A Thread of Reality or a Thin Veil of Madness?

I don’t know if you’ve ever found yourself in the place where you have a choice to hold onto a thread of reality or go stark, raving mad.  Suddenly, the thin veil between the two is torn, and you have a choice.  You can feel yourself slowly slipping away, and you know if you don’t hold on to something, whatever that something is, you will eventually lose your mind.  It is indeed a scary place to be.

This is where I found myself in the Fall of 2004.

I’ve alluded to my struggles with mental illness in my blog, but never told the story…not really.  Oh, I have plans for my story!  A book!  Then the whole world will know and I will no longer have to feel ashamed that I am mentally ill because I proved that I could still make something out of my life.  The problem is the book is still forthcoming and only exists as scribbles here and there.  The truth is that the story is still unfolding, even now, even in this moment.

What truly holds me back in many areas of my life is shame.  I am ashamed that I couldn’t handle life, ashamed that I have a Master’s degree in counseling of all things, ashamed of what happened in Fall of 2004.  I can show compassion to those who suffer with anxiety, depression, post-trauma stress disorder, schizophrenia, multiple personality disorder, and obsessive compulsive disorder.  I can consult with others on self-injury, bipolar disorder, and offer cognitive behavioral therapy techniques.  Yet strangely, it is hard for me to show compassion to myself.  More than ever I realize the wisdom of my counseling professors who advised every counselor to also receive counseling.  It makes me feel less alone.

I want to tell my story, at least in part.  But I can’t.  Not tonight.  Not right now.  But I will leave you with this–my diagnosis.  Major Depression.  Anxiety. Complex Post-Traumatic Disorder.  I am more than a depressed, anxious, traumatized young woman, but I’m afraid that when people look at me, all they will see is my diagnosis.  I guess because that’s all I  sometimes see when I look at myself.

0 thoughts on “A Thread of Reality or a Thin Veil of Madness?

  1. I know its hard to look outside of what you see yourself but when I think of you I think of the picture I took of you with the caterpillar. You are so beautiful and full of love. Whether nature, people, animals or art, you live your life with a love and passion. Your depression and other disorders do not define who you are they only tell apart of where you struggle. I look forward to reading your book. 🙂

  2. I know its hard to look outside of what you see yourself but when I think of you I think of the picture I took of you with the caterpillar. You are so beautiful and full of love. Whether nature, people, animals or art, you live your life with a love and passion. Your depression and other disorders do not define who you are they only tell apart of where you struggle. I look forward to reading your book. 🙂

  3. ” Yet strangely, it is hard for me to show compassion to myself. ”

    I can SO identify with this. When I began having migranes, and the doctor diagnosed me with anxiety, gave me an anti-depressant (bless her soul!), and recommended I get counseling, I felt like my world was falling apart. I’d tried for so many years to just be “normal”, to give myself time to heal, and present a happy, normal, well-adjusted facade to the world… and suddenly realized that it was pretty transparent.
********************
Translate into Spanish this sentence from the blog post about mental illness above: "What truly holds me back in many areas of my life is shame."
********************
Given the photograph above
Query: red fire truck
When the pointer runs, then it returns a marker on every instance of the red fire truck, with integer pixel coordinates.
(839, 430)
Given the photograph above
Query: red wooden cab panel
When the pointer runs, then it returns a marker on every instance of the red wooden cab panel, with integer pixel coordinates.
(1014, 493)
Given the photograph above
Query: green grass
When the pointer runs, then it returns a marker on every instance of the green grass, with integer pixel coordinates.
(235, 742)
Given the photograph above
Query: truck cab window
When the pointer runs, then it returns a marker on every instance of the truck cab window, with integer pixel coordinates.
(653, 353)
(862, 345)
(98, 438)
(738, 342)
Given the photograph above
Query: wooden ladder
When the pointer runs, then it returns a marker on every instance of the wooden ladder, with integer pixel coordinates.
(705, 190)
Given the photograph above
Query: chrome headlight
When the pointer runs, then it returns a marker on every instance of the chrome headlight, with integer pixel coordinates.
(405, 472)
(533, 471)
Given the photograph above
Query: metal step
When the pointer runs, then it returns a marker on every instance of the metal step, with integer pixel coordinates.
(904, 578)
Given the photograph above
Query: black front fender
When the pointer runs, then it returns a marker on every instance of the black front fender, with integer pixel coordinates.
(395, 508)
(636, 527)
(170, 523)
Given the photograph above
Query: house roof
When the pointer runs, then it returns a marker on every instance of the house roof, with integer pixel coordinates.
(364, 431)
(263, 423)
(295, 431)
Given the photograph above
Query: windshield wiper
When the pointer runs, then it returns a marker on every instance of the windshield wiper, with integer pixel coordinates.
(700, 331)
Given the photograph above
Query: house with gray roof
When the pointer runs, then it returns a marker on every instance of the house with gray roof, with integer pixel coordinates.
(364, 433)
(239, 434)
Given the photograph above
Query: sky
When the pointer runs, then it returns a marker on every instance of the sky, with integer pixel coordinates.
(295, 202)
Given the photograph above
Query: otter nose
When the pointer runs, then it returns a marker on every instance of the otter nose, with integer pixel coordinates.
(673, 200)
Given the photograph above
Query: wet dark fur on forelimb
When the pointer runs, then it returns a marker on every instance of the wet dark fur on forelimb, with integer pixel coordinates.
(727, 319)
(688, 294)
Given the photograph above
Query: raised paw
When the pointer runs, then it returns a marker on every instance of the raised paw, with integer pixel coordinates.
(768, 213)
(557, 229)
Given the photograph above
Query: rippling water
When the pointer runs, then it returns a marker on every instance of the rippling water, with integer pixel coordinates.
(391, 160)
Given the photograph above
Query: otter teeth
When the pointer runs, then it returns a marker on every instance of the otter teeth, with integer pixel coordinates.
********************
▶ **SOLUTION TO THIS EXERCISE**
Lo que realmente me frena en muchos aspectos de mi vida es la vergüenza.